| Teile der Übung |
• a. Beantworten Sie anhand des Textes über den Winter auf dem Land folgende Fragen:
(i) Welche drei Wettererscheinungen nennt der Text für die Außenwelt?
(ii) Von wann bis wann dauern laut Text die „12 heiligen Nächte“?
(iii) Wie viele ’normale‘ Tage bleiben laut Text noch bis dahin?
• b. Schreiben Sie aus dem Text über den Winter auf dem Land die Stelle von „Immer länger ist“ bis einschließlich „existiert praktisch nicht.“ wörtlich ab.

Kurz vor Jahreswechsel

Immer länger ist es dunkel, wenn das so weiter geht, könnte ich glatt mal einen Tag verpassen! Die Außenwelt kann ich derzeit fast ganz abschreiben: grauer verhangener Himmel, Matsch, gelegentlich Nieselregen – sogar ein Besuch bei den Hühnern wirkt wie eine große Unternehmung. Das Leben auf dem Land in einem kleinen Dorf ist mitten im Winter, der nicht mal ein richtiger Winter ist, ganz besonders öd, besser gesagt, ein „Leben“ existiert praktisch nicht.

Was bleibt? Natürlich sitze ich nicht still herum und besinne mich auf die Vergänglichkeit aller Dinge, wie es vielleicht angesagt wäre. Das hat noch gut Zeit, die „12 heiligen Nächte“ dauern vom 24.Dezember bis zum 6.Januar, also noch sechs ’normale‘ Tage bis dahin. Im Fernsehen beginnt aber schon das allgemeine Themenwiderkäuen zur Jahreswende, das heißt, auch die schwarze Glotze ist kein Mittel der Wahl, um dem Nichts zu entkommen. Ich kann gut verstehen, dass man sich früher beim Bauern versammelt und die dunklen Wochen mit viel essen und noch mehr trinken hinter sich gebracht hat. Was auch sonst?

| Datensatzauszug |
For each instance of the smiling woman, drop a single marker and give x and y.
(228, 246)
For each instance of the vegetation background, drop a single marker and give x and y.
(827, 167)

---

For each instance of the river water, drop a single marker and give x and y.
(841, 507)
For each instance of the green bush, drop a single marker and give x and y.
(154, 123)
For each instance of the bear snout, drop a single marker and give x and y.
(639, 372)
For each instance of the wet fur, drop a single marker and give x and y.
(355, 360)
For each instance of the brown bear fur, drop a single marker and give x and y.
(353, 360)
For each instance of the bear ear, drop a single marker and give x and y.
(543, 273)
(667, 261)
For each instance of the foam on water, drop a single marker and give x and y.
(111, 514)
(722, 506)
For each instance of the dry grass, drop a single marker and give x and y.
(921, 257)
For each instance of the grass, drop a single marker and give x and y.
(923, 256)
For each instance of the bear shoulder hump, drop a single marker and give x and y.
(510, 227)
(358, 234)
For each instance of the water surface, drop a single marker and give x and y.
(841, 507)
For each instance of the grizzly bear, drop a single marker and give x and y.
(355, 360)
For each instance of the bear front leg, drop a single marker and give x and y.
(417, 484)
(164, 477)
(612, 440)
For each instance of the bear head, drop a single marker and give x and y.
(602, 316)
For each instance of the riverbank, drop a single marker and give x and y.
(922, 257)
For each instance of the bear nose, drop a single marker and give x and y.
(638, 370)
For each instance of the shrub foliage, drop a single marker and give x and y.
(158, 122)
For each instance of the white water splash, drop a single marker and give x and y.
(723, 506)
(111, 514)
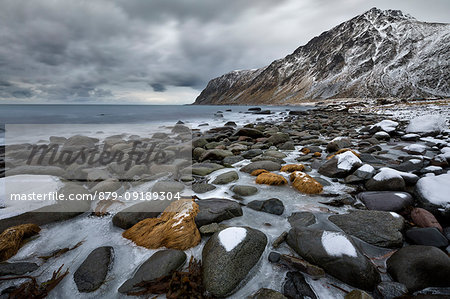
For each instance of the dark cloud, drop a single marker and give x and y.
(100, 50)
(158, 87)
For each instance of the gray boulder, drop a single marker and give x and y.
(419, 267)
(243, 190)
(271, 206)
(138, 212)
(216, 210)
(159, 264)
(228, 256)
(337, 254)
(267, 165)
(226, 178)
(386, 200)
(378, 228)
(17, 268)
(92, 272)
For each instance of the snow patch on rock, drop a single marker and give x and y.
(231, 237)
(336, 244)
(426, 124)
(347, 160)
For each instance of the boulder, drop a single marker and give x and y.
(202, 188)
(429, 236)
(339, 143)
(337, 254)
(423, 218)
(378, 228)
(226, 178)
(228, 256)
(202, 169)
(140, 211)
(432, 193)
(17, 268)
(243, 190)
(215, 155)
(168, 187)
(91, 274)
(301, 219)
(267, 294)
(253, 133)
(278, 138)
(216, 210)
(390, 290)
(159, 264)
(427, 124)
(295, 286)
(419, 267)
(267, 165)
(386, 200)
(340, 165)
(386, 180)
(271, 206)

| Antworten nach Aufgabe |
• a.
(i) Grauer verhangener Himmel, Matsch und gelegentlich Nieselregen
(ii) Vom 24. Dezember bis zum 6. Januar
(iii) Sechs

• b.
Immer länger ist es dunkel, wenn das so weiter geht, könnte ich glatt mal einen Tag verpassen! Die Außenwelt kann ich derzeit fast ganz abschreiben: grauer verhangener Himmel, Matsch, gelegentlich Nieselregen – sogar ein Besuch bei den Hühnern wirkt wie eine große Unternehmung. Das Leben auf dem Land in einem kleinen Dorf ist mitten im Winter, der nicht mal ein richtiger Winter ist, ganz besonders öd, besser gesagt, ein „Leben“ existiert praktisch nicht.